**Исходный текст**
После того как заседание объявлялось закрытым, добрые люди расходились по домам и продолжали кроваво мстить за крупные преступления и мелкие обиды, словно никогда и не слышали о градации преступлений. Также исландцы, эти суровые защитники своей чести, спорившие и мстившие за ее поругание старыми добрыми способами, приходили на свой альтинг и слушали, как законовед читает главу об убийствах, во всей ее искусственной сложности, перечисляя условия, возможности и обстоятельства, вплетенные в нее, до бесконечности. И никто из них не смеялся; наоборот, все слушали с глубочайшим интересом.
Если бы мы не знали, как на самом деле обстояли дела, мы решили бы, что в обществе произошел раскол. Но нет.
В Исландии, по крайней мере, не было и следа какого-нибудь различия между кастой, дарующей народу закон, и толпой, не признававшей никакого закона. Те же самые твердолобые йомены, которые сражались друг с другом в своих районах, были законоведами со степенями, любившими и умевшими распутывать юридические хитросплетения. Именно эти крестьяне и превратили законы Исландии в сложную сеть казуистики. Закон на острове саг представлял собой стройную, доведенную почти до совершенства систему, которую можно было найти только в Исландии и нигде больше. Она была создана постоянными судебными процессами и постоянным законодательством. Почти то же самое происходило и в Норвегии. Хотя повсюду люди, изучившие законы, в более узком смысле, жили рядом с теми, кто их не знал, различие заключалось лишь в объеме их познаний и никак не влияло на проявляемый к закону интерес.

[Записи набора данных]
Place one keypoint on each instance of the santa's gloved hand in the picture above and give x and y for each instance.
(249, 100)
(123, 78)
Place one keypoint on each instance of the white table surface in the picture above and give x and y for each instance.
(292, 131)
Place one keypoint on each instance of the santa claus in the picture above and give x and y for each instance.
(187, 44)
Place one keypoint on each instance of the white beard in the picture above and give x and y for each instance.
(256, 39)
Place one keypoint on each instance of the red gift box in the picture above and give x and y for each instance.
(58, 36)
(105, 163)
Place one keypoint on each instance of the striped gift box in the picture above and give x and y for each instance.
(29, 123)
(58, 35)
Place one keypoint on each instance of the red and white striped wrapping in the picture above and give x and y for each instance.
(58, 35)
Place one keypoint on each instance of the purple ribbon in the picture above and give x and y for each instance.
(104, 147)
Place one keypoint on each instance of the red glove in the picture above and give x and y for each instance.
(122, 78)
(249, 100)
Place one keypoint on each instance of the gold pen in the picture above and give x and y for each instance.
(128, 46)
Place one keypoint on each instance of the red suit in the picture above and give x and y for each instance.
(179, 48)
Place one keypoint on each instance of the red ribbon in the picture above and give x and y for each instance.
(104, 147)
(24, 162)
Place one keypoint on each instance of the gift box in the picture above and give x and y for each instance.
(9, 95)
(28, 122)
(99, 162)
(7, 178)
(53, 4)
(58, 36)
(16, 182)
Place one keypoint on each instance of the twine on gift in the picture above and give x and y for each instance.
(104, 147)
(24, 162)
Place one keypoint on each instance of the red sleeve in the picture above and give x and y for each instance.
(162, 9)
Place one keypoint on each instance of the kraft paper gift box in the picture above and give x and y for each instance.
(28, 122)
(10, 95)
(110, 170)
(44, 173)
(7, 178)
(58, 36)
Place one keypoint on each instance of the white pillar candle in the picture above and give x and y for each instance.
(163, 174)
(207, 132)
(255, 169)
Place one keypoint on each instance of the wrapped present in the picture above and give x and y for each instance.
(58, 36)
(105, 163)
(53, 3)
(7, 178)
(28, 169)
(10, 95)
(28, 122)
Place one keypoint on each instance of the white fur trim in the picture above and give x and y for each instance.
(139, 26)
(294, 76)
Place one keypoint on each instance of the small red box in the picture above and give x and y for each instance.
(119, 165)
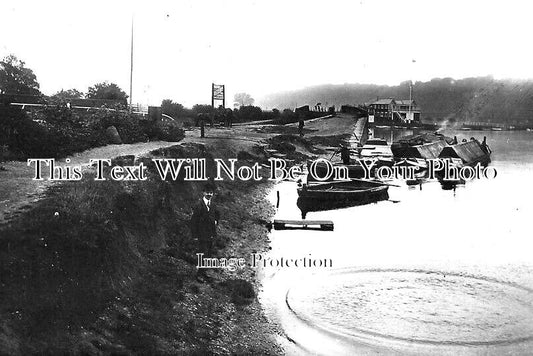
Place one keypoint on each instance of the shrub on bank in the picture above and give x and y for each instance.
(56, 131)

**Задания**
a) Кто, согласно тексту об исландском праве, превратил законы Исландии в сложную сеть казуистики?
b) Выпишите без изменений часть текста об исландском праве, которая открывается словами «В Исландии, по» и завершается словами «к закону интерес.».
c) Изложите текст об исландском праве в двух предложениях.

**Ответы к упражнению**
a) Крестьяне, те самые твердолобые йомены, которые сражались друг с другом в своих районах.

b)
В Исландии, по крайней мере, не было и следа какого-нибудь различия между кастой, дарующей народу закон, и толпой, не признававшей никакого закона. Те же самые твердолобые йомены, которые сражались друг с другом в своих районах, были законоведами со степенями, любившими и умевшими распутывать юридические хитросплетения. Именно эти крестьяне и превратили законы Исландии в сложную сеть казуистики. Закон на острове саг представлял собой стройную, доведенную почти до совершенства систему, которую можно было найти только в Исландии и нигде больше. Она была создана постоянными судебными процессами и постоянным законодательством. Почти то же самое происходило и в Норвегии. Хотя повсюду люди, изучившие законы, в более узком смысле, жили рядом с теми, кто их не знал, различие заключалось лишь в объеме их познаний и никак не влияло на проявляемый к закону интерес.

c) Исландцы продолжали кроваво мстить за обиды, но на альтинге с глубочайшим интересом слушали, как законовед читает главу об убийствах во всей ее искусственной сложности. Те же йомены, что сражались друг с другом, были законоведами, и именно они превратили законы Исландии в стройную систему казуистики, созданную постоянными судебными процессами и постоянным законодательством.